TASK BRIEF: Print the first line of the data below and every one after it, through the line containing "Category: grey backpack", exactly as written.

─── INFORMATION ───

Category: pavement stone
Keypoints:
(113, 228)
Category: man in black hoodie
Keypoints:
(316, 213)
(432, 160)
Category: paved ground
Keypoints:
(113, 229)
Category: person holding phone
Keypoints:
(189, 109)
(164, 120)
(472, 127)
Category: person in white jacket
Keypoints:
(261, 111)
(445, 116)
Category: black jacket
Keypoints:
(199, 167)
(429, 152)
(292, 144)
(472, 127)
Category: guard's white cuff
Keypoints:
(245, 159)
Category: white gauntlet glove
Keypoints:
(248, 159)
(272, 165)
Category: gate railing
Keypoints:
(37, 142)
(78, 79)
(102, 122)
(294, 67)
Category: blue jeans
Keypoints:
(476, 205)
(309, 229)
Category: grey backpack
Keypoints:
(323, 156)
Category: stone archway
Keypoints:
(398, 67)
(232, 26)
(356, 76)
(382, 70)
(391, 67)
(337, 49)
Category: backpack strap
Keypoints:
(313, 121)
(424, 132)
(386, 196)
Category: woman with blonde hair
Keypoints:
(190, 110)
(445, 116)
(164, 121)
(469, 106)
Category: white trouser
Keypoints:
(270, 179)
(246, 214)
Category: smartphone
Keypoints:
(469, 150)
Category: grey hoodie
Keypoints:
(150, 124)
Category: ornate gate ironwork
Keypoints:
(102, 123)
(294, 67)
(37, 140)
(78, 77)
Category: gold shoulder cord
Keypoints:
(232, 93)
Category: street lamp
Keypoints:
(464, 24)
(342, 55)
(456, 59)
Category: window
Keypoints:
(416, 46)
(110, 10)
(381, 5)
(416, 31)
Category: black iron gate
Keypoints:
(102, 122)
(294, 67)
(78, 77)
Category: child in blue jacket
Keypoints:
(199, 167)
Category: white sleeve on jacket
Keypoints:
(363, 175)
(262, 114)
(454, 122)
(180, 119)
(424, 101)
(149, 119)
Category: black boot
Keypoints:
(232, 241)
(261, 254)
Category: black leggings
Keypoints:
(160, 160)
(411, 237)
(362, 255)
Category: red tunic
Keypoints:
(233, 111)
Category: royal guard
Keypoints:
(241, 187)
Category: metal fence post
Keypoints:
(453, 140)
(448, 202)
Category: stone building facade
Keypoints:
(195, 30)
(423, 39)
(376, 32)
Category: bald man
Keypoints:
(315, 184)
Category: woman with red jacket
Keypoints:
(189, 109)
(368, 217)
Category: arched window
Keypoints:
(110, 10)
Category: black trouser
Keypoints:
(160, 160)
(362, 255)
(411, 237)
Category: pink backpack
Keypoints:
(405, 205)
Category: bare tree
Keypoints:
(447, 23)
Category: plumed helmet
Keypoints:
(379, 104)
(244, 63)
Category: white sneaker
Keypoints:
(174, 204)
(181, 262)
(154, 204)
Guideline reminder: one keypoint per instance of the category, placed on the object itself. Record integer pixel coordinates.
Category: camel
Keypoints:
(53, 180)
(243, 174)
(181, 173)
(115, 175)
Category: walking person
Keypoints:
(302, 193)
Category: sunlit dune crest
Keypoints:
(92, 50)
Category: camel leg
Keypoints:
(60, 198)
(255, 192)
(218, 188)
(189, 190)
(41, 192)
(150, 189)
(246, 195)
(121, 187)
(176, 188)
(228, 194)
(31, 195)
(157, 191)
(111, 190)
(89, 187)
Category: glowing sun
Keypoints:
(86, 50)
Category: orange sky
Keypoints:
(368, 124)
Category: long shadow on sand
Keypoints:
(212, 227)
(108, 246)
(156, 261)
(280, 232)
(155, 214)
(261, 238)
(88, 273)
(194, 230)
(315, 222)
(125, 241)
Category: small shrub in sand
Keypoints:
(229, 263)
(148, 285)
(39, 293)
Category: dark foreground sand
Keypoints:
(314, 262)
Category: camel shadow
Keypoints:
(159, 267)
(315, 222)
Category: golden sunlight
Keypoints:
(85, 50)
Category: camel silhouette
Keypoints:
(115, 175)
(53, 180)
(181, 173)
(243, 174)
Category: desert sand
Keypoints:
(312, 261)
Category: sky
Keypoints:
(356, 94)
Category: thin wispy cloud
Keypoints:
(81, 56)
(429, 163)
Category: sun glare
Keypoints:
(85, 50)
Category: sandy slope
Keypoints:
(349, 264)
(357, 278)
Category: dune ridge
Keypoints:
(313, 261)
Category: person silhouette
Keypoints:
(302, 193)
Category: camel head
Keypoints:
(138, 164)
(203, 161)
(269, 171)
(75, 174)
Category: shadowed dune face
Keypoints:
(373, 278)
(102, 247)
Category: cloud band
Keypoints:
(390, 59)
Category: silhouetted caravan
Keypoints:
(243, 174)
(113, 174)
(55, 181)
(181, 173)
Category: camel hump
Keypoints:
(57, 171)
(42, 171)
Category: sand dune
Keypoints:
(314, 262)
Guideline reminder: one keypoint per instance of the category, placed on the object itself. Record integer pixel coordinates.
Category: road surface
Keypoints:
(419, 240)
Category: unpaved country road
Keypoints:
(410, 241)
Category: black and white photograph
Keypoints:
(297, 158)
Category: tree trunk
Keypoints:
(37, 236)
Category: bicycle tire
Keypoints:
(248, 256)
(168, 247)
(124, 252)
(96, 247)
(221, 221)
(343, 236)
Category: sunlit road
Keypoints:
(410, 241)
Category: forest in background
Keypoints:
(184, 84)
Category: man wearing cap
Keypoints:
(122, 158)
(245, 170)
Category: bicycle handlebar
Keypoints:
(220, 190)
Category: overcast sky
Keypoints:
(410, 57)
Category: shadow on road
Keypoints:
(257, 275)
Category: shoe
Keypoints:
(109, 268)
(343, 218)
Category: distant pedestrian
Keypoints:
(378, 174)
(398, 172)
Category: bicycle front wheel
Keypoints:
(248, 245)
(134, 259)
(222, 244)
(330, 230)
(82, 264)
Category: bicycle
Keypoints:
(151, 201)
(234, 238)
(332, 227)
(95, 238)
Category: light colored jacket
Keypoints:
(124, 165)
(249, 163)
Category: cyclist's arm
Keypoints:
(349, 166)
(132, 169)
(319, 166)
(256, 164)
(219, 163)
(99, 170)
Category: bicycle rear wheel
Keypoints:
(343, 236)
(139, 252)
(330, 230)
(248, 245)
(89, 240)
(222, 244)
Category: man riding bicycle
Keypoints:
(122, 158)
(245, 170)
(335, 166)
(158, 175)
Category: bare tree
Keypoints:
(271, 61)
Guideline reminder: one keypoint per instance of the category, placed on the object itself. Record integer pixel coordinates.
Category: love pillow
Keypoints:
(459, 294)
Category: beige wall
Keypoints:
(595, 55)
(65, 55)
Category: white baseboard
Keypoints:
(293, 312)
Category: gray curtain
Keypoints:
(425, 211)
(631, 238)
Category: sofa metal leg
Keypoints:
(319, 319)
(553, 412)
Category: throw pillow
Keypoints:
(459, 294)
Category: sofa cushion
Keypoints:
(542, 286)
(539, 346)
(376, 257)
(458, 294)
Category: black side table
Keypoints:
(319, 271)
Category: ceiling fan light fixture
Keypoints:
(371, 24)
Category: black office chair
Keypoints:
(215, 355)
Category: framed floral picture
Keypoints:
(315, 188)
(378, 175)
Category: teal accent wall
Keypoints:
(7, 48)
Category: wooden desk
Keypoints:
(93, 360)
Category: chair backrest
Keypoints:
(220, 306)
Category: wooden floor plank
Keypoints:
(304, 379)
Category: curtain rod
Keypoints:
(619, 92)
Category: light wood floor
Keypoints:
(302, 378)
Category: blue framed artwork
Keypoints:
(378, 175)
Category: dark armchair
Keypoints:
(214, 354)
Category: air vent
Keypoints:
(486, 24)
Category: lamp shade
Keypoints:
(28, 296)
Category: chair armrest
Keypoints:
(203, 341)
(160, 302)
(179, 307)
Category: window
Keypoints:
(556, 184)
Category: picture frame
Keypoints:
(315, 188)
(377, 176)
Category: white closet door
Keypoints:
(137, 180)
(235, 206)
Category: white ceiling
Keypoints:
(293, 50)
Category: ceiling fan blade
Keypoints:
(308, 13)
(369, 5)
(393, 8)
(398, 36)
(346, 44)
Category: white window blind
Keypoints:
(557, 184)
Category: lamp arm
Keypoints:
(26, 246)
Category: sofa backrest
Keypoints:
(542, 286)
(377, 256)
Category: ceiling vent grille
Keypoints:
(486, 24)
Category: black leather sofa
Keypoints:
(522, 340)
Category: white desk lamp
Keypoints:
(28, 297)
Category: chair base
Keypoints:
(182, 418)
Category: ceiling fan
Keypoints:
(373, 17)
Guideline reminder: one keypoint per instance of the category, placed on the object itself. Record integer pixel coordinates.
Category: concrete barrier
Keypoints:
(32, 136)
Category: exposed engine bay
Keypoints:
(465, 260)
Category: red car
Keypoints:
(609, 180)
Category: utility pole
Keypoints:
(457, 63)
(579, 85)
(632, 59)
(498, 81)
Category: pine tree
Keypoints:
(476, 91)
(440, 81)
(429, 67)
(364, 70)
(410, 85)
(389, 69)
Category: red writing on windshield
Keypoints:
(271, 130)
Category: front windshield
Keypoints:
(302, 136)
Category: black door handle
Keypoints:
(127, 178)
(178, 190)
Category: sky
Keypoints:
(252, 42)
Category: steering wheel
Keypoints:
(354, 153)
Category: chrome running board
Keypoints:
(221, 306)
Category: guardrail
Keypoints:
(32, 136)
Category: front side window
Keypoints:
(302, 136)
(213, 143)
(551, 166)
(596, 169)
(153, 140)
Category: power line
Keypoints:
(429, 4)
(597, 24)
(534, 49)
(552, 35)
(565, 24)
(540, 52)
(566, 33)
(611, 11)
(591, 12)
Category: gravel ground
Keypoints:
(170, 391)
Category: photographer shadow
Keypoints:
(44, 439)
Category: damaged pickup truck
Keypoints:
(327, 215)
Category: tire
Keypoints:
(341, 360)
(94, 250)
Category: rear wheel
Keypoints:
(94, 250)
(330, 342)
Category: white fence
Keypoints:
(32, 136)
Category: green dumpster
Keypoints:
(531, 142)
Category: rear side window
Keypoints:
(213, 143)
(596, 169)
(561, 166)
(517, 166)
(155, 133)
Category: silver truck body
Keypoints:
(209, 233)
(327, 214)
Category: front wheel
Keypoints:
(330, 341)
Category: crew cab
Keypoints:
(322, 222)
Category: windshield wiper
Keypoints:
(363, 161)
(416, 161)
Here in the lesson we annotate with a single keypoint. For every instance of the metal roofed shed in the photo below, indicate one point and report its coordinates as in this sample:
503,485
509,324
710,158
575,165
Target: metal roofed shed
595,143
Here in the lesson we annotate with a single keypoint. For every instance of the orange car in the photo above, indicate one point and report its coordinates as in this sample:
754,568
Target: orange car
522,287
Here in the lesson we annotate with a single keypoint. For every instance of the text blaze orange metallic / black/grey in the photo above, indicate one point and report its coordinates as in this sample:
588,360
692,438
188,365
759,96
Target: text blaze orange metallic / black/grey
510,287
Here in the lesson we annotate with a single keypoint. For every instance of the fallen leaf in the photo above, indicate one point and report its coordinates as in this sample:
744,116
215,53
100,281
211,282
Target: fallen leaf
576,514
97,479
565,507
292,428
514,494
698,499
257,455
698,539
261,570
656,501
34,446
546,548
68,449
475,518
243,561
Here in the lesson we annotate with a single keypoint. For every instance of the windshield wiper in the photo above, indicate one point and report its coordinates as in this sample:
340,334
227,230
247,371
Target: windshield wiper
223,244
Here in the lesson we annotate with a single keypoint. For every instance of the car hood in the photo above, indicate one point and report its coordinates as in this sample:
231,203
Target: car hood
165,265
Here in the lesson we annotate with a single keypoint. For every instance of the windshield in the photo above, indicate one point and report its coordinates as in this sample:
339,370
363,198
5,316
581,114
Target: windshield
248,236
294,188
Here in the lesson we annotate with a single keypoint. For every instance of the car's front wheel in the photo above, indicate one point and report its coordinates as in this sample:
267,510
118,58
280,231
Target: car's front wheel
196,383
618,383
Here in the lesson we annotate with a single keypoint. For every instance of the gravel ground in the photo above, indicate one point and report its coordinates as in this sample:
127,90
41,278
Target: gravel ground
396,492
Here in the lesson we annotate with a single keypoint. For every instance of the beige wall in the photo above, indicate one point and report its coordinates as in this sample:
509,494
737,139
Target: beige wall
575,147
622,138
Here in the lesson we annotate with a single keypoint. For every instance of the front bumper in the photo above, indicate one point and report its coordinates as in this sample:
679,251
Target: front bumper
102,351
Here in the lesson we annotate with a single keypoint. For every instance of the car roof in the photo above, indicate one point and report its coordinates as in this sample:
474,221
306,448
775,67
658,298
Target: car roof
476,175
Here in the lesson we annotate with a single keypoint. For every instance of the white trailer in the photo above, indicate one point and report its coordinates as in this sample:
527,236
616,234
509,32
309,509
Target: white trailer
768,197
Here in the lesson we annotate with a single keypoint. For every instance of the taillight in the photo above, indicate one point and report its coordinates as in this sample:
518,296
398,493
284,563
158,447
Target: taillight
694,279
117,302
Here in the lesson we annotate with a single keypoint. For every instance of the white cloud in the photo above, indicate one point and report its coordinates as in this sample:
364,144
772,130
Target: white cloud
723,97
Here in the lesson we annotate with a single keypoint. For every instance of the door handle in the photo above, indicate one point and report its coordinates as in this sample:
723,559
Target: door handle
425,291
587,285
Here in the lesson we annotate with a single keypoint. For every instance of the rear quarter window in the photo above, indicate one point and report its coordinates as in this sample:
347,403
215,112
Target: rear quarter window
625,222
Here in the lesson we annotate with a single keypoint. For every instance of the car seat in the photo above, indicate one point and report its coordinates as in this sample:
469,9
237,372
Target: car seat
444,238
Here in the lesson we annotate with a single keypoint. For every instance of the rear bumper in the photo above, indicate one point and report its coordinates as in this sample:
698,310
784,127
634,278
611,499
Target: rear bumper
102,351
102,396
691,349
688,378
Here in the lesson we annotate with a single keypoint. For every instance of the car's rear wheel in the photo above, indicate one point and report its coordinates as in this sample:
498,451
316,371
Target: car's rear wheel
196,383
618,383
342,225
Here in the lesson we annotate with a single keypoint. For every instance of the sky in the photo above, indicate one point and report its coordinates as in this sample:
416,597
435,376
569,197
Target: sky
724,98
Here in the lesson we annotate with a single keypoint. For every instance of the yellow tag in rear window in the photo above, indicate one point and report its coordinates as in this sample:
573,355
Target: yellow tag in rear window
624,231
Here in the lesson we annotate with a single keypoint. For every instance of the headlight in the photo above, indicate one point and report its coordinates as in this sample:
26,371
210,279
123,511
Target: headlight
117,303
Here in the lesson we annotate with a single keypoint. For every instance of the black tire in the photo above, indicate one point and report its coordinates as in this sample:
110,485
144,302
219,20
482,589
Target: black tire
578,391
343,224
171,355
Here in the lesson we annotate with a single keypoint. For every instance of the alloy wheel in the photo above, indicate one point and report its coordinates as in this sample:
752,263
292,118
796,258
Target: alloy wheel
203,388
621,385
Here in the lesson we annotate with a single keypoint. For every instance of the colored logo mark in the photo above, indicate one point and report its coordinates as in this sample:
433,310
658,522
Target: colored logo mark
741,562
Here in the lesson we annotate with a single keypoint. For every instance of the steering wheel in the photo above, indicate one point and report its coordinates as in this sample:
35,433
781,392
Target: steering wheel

───

SOLUTION:
Category: pavement stone
Keypoints:
(113, 228)
Category: man in black hoodie
Keypoints:
(316, 213)
(432, 160)
Category: paved ground
Keypoints:
(113, 229)
Category: person holding phone
Keypoints:
(189, 109)
(164, 120)
(472, 127)
Category: person in white jacket
Keypoints:
(261, 111)
(445, 116)
Category: black jacket
Keypoints:
(199, 167)
(429, 152)
(292, 144)
(472, 127)
Category: guard's white cuff
Keypoints:
(245, 159)
Category: white gauntlet glove
Keypoints:
(248, 159)
(272, 165)
Category: gate railing
Keypoints:
(37, 142)
(78, 79)
(102, 122)
(294, 67)
Category: blue jeans
Keypoints:
(476, 205)
(309, 229)
Category: grey backpack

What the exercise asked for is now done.